-- START OF Page text --

I am no longer able to make blogger respond to my requests to move photos around. So I'll brag about Skittles first, I guess. But I am so proud of both of them.
Skittles is positively ebulent about her kids' cooking class. It is the high point of her week.
Yesterday was the second class, and they made potato salad and bread rolls. She's getting really good with yeast doughs, which is great as I cannot make dough rise to save my life. But the double-secret bonus, to me, is that she actually tries the foods she makes.
She announced she wants to be a chef when she grows up. That's fine by me.
This school year, Baboo is in this special intensive-Russian program through her school. Their classroom is in a Russian school (which is, conveniently, just around the corner from the main campus). Two days a week they return to the main campus for lunch* and to use the computers and library. They have daily Russian lessons, and a structured exchange with specific Russian kids from their host school. Those kids have been studying French, and the two groups have time together every week.
*Lunch aside: Lunch at the Russian school is disappointing. Seems every day they get a weiner and a starch: either over-cooked pasta or flavor-free mashed potatos. Plastic cutlery. Baboo now takes a small container of flavored salt in her backpack. Her best friend brings those little salt packets like what you get from a fast food restaurant.
Needless to say, the days they have lunch at the main campus are much nicer, more diverse, albeit a LOT more expensive.
Russian school lunch: 20 to 50 rubles a day. I don't know why the price varies since the menu doesn't.
Main campus lunch: 190 rubles a day. Here is a typical lunch at the main campus:
Assiette de crudités (raw veggie plate)
Salade de carottes (carrot salad)
Salade au jambon et fromage (ham and cheese salad)
Soupe de légumes (vegetable soup)
Fricassée de poulet (fried chicken)
Pain de porc (breaded pork cutlet)
Poisson cajun (cajun-style fish)
Riz doré (yellow rice)
Riz doré (yellow rice)
Haricots verts (green beans)
Fromage (cheese . . . well, duh!)
Fruits de saison (seasonal fruits)
Jus de fruits (fruit juice)
Pâtisserie (pastry . . . Guess which is more popular in this category?)
Baboo said she and one of her French classmates were sitting on the playground during recess last week, and a group of Russian girls came over and asked them questions. Baboo and friend answered, in their limited Russian, and the Russian girls said, "Oooooo!"

-- END OF Page text --

**Objective 1**
From the typical main-campus lunch in the blog post, list every dish made with meat, poultry, or fish, giving each French name with its English gloss.
**Objective 2**
According to the blog post, what did the kids' cooking class make in its second session?

-- START OF Listed records --

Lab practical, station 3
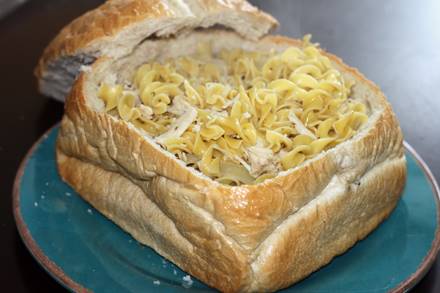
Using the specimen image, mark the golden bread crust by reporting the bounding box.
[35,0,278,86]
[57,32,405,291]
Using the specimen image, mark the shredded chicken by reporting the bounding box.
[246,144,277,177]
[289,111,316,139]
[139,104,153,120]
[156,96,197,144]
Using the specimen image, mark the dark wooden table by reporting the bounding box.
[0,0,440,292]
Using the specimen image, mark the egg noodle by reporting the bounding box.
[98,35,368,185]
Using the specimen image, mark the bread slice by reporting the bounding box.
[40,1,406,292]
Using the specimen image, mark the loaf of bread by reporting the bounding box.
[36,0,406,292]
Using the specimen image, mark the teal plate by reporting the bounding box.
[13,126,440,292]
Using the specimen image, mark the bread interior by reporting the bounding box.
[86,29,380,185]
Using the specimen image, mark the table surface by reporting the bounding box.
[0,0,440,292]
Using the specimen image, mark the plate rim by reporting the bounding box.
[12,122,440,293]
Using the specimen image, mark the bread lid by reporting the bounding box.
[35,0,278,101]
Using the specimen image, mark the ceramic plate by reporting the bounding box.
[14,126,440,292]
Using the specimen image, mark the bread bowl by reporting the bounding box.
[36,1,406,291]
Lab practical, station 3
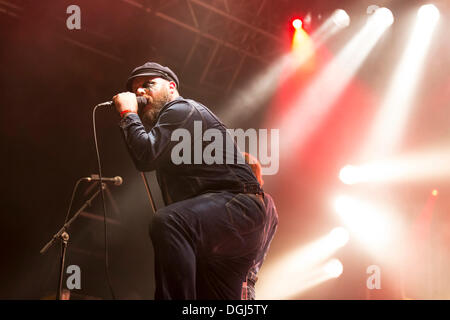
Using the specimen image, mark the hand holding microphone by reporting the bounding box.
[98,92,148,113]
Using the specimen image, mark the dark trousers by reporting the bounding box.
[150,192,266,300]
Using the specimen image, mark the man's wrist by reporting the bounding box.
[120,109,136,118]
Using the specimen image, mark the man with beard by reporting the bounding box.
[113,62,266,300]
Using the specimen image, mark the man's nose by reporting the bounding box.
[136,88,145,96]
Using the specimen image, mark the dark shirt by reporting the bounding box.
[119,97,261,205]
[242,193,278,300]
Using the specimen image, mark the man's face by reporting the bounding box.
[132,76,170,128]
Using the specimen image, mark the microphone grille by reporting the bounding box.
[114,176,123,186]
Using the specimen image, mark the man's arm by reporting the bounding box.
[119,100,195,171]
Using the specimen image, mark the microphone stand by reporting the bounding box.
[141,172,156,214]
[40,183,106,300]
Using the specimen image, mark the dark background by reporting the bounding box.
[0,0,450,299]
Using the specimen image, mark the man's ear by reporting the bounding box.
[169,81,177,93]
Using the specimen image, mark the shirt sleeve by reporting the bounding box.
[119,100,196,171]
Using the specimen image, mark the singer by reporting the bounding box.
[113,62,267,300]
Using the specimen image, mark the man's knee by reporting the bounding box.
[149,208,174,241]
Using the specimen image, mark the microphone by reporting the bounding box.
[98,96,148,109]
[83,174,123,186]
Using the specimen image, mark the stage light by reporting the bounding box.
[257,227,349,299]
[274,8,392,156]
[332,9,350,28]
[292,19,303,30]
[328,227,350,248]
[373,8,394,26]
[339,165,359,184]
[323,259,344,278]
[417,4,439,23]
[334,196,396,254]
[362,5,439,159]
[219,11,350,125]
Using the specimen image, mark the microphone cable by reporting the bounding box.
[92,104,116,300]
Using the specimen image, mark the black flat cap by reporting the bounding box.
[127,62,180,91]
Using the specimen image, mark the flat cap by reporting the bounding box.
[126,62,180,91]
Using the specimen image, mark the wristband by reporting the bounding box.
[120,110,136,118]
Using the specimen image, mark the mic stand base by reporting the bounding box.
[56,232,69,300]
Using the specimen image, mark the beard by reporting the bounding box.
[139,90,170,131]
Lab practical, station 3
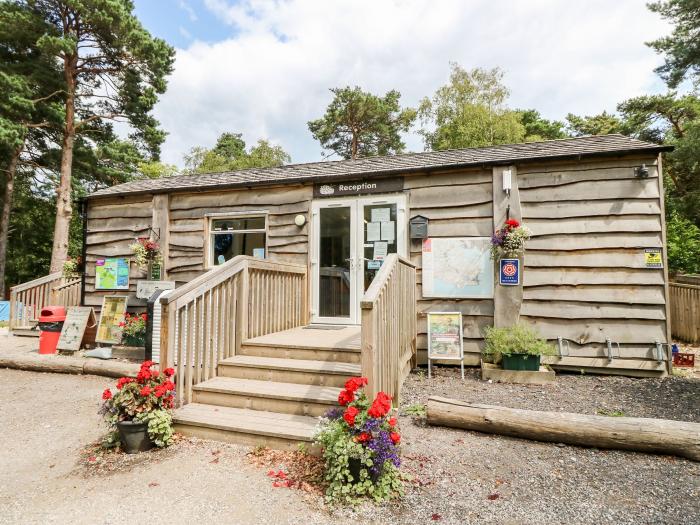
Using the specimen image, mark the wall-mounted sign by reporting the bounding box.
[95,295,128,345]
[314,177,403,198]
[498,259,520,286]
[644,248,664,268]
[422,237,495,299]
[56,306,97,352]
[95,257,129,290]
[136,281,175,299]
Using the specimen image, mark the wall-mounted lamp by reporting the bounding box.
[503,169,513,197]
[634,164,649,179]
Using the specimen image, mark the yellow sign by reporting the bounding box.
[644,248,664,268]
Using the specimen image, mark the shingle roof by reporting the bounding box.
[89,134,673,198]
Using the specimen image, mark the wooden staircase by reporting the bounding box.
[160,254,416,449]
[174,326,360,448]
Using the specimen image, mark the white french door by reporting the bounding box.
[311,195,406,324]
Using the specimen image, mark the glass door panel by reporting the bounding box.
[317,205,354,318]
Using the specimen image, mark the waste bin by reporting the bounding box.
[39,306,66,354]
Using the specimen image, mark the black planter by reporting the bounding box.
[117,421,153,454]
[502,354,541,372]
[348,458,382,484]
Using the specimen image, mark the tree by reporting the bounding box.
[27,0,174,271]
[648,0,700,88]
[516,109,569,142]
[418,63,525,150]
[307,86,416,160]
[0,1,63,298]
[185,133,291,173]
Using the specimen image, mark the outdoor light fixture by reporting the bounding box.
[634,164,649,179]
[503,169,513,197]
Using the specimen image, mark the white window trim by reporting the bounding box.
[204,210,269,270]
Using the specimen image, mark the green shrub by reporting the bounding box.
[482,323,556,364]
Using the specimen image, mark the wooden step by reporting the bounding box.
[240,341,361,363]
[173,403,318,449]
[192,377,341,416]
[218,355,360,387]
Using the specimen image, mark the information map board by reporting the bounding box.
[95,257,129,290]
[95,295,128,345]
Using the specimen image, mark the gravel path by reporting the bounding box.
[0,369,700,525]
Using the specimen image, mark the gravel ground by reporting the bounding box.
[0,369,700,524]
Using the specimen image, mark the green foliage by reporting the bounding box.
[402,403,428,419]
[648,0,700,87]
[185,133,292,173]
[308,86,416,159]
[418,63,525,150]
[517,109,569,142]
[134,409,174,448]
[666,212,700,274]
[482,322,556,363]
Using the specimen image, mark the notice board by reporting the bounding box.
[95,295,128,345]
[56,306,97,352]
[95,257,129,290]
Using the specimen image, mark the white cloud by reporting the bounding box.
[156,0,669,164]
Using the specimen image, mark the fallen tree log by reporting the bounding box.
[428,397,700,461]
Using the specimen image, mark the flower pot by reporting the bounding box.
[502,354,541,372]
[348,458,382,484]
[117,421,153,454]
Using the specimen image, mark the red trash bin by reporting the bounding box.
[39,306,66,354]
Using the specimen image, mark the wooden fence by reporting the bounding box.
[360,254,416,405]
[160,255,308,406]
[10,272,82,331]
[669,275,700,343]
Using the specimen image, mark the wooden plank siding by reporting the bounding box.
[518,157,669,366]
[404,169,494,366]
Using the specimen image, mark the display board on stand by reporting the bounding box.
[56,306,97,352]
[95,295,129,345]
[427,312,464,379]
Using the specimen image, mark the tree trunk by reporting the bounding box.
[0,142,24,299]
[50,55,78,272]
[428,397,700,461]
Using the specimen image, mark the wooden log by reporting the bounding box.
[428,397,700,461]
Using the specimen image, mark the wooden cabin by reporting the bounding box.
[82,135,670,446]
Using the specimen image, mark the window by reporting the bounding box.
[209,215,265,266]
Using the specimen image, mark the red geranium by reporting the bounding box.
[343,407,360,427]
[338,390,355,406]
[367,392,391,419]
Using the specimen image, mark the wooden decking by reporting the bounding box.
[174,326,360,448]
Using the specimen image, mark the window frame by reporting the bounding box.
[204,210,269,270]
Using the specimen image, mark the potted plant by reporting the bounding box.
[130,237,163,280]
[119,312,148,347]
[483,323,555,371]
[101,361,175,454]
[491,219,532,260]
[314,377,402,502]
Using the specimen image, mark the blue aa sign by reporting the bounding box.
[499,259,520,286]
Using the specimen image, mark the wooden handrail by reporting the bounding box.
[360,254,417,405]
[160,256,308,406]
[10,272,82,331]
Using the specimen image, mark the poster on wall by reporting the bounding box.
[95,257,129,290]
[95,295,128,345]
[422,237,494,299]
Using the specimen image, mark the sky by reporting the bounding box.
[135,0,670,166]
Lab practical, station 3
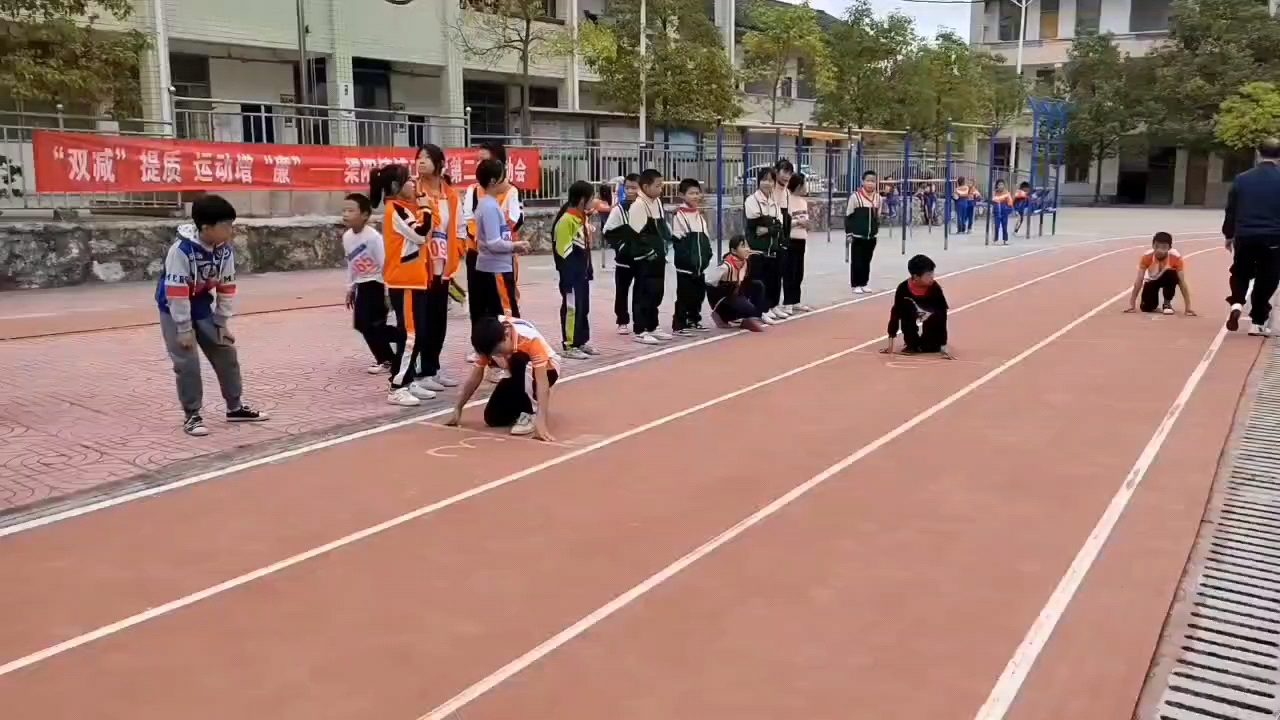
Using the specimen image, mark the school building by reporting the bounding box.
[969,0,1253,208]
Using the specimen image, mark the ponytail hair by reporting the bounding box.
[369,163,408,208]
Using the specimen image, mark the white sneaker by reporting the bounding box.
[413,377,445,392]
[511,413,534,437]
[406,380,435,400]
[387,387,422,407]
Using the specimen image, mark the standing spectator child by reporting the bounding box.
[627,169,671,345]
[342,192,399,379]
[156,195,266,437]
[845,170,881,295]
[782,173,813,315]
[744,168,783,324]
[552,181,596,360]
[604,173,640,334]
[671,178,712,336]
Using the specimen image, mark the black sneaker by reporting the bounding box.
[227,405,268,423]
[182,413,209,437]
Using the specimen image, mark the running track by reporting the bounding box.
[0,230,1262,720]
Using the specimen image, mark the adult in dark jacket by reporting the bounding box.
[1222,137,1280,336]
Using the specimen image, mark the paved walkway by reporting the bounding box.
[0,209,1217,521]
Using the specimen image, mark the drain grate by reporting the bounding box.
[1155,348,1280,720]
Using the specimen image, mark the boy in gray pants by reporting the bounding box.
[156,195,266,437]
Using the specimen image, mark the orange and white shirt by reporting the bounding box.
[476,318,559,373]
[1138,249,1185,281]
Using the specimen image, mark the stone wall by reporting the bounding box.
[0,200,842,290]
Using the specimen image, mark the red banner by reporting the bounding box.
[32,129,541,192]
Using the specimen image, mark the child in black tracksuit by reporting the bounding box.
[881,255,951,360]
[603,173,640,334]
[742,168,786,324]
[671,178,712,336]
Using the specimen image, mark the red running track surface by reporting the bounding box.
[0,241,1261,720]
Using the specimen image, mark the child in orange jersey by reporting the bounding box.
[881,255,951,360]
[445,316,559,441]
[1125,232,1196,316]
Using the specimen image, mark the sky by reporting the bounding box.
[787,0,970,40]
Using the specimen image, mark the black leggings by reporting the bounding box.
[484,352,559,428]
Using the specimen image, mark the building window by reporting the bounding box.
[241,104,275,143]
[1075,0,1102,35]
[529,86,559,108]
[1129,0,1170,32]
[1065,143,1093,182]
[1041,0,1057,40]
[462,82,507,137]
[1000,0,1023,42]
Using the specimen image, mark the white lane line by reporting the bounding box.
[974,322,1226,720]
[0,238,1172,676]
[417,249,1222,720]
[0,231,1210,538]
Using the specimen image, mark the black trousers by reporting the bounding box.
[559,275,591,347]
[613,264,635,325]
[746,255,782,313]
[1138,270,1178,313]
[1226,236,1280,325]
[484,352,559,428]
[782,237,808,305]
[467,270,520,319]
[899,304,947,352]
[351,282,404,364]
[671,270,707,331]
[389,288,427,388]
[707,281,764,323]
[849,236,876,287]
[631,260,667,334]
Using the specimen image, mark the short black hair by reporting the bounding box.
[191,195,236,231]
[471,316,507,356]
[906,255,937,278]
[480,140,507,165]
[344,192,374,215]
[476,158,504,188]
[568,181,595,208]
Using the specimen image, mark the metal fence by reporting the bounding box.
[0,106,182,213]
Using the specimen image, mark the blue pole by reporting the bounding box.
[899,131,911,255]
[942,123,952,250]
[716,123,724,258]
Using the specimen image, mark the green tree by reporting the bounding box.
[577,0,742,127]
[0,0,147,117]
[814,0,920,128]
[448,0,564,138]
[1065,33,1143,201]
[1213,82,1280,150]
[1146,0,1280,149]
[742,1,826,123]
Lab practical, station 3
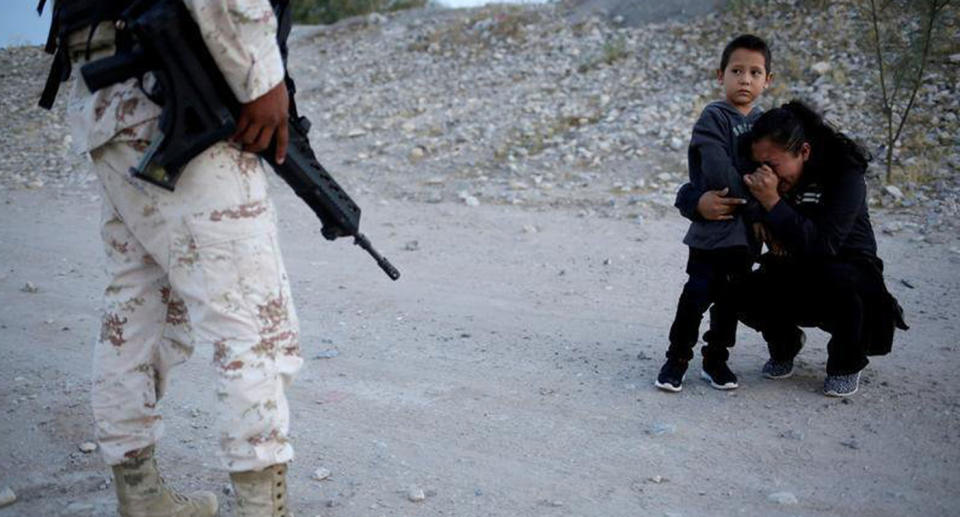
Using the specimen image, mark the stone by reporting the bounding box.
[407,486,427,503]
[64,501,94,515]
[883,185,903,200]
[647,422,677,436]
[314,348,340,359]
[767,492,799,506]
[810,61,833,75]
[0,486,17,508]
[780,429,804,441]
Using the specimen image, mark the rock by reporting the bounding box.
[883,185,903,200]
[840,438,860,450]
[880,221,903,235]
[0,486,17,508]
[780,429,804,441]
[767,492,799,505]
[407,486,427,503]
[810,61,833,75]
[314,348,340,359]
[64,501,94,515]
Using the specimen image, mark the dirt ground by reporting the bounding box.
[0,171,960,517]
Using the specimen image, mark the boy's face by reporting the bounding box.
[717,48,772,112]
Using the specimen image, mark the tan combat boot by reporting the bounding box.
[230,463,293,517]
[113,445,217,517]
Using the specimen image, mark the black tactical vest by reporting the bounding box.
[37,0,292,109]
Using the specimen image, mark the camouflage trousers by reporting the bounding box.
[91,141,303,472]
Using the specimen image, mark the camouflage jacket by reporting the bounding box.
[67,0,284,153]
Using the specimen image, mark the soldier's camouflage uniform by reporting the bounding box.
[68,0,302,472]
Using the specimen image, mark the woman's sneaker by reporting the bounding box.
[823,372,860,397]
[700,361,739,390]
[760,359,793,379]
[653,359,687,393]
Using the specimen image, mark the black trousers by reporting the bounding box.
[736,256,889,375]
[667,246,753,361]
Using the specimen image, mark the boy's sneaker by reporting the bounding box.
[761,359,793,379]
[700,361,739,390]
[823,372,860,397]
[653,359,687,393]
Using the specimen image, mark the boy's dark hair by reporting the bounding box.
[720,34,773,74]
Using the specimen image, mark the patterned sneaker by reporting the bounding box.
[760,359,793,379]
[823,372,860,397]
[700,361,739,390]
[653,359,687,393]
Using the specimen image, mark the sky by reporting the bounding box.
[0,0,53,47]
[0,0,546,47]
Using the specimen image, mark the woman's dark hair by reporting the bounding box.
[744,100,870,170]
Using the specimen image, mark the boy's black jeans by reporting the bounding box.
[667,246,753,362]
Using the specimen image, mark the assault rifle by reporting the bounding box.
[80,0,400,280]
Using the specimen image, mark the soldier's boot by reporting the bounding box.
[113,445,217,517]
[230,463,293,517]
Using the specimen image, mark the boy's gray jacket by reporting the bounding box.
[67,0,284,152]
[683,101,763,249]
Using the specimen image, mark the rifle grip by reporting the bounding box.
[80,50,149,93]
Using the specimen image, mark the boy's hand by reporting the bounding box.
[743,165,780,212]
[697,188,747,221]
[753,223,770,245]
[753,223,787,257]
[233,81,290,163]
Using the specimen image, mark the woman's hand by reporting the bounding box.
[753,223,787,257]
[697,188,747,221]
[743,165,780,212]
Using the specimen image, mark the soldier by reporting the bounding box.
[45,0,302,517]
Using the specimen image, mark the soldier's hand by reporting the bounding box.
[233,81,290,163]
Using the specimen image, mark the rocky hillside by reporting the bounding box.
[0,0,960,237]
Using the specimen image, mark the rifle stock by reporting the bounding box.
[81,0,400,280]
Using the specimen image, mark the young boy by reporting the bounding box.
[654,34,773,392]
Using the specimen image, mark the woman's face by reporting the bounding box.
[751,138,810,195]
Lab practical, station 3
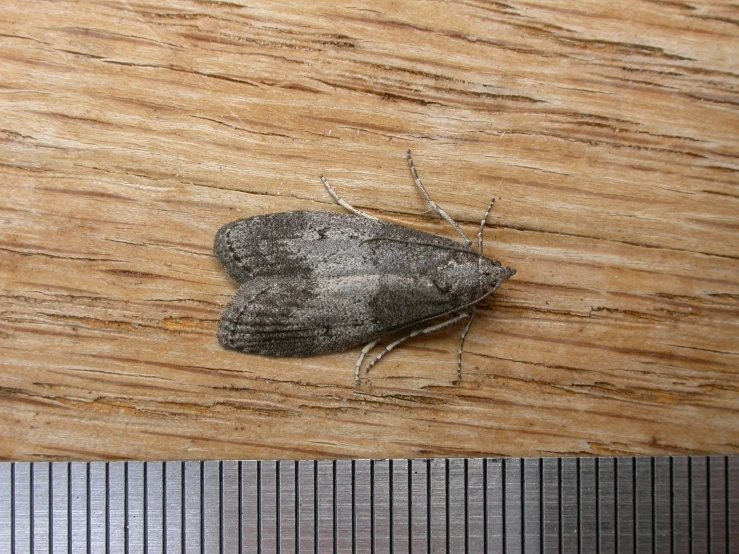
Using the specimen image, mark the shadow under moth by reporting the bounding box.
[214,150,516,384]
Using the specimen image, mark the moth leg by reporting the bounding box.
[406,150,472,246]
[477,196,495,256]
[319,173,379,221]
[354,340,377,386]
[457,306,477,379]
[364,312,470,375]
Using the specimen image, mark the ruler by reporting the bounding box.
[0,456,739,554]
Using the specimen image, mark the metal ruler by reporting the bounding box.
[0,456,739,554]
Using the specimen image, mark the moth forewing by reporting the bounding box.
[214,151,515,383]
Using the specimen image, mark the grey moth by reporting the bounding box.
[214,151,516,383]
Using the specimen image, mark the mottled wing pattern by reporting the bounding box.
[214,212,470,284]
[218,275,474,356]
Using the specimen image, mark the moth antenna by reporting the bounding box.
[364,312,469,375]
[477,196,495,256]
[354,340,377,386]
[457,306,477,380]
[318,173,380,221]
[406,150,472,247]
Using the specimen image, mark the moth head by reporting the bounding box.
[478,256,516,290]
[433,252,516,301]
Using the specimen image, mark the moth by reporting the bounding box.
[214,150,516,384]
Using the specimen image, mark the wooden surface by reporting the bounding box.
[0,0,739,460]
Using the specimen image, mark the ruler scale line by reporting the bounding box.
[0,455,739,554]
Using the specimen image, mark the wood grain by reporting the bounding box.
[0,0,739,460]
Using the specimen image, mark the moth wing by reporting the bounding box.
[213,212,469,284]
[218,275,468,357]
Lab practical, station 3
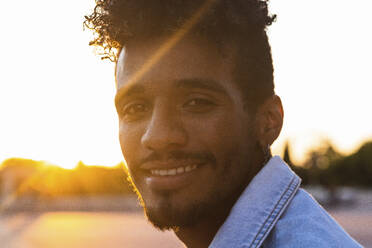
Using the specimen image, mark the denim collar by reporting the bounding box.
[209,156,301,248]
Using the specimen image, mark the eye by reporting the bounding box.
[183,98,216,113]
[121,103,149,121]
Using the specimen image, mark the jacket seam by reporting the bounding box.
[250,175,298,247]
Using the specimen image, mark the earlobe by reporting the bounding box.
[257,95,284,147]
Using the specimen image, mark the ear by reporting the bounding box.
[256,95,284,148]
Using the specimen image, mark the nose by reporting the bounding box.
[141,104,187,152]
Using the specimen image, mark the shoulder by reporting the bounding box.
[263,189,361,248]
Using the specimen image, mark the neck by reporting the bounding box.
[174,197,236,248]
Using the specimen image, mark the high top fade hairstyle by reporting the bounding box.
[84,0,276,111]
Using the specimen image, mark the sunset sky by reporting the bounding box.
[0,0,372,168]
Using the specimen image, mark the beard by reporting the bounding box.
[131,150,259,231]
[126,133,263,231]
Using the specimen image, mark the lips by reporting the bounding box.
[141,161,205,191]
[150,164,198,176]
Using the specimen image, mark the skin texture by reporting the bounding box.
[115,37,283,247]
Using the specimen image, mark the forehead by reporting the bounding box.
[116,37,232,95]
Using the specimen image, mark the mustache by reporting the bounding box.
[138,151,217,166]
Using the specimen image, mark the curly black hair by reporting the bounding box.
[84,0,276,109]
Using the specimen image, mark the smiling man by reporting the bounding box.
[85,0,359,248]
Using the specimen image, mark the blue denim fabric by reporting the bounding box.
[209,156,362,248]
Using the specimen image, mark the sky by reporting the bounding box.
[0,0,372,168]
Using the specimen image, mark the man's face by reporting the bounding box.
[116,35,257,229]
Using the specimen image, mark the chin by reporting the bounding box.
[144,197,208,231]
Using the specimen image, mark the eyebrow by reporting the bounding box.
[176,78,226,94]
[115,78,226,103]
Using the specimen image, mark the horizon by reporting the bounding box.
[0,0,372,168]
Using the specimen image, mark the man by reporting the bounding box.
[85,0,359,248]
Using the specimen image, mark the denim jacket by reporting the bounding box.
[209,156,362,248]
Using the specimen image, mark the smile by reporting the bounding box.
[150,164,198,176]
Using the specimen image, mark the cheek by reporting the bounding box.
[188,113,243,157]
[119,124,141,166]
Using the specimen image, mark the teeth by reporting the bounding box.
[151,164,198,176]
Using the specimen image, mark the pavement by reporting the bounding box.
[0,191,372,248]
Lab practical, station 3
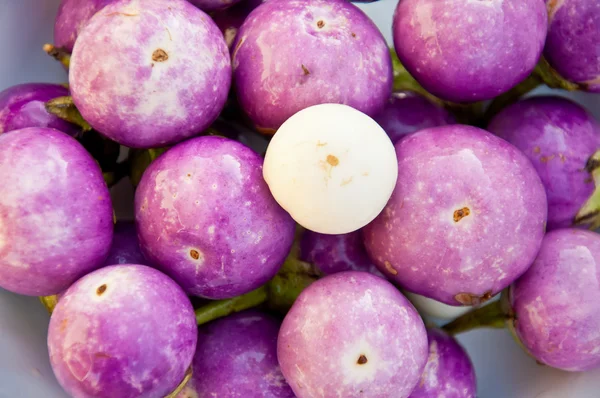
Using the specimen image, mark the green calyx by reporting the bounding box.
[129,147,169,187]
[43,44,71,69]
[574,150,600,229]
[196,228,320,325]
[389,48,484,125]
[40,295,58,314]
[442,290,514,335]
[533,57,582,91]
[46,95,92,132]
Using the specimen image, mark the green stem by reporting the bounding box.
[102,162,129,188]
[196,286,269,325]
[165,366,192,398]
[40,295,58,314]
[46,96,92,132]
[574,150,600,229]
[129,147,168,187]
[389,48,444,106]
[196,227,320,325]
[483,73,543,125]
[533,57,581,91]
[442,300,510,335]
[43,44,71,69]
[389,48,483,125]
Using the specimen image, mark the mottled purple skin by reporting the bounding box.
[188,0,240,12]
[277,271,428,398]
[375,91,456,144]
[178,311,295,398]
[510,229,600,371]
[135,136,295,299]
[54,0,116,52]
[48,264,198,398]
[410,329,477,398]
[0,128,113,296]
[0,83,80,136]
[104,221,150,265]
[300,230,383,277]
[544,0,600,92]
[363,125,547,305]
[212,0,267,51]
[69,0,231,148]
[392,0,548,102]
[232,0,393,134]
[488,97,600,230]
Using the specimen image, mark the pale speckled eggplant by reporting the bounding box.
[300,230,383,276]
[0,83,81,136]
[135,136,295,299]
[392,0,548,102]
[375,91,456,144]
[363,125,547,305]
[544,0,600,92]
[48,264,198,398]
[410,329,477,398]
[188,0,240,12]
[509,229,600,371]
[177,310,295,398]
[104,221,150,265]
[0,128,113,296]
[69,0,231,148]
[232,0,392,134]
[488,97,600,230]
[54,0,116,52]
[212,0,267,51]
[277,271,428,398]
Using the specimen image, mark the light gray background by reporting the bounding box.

-- END OF Listed records --

**Correct output 1**
- Salade au jambon et fromage (ham and cheese salad)
- Fricassée de poulet (fried chicken)
- Pain de porc (breaded pork cutlet)
- Poisson cajun (cajun-style fish)

**Correct output 2**
Potato salad and bread rolls.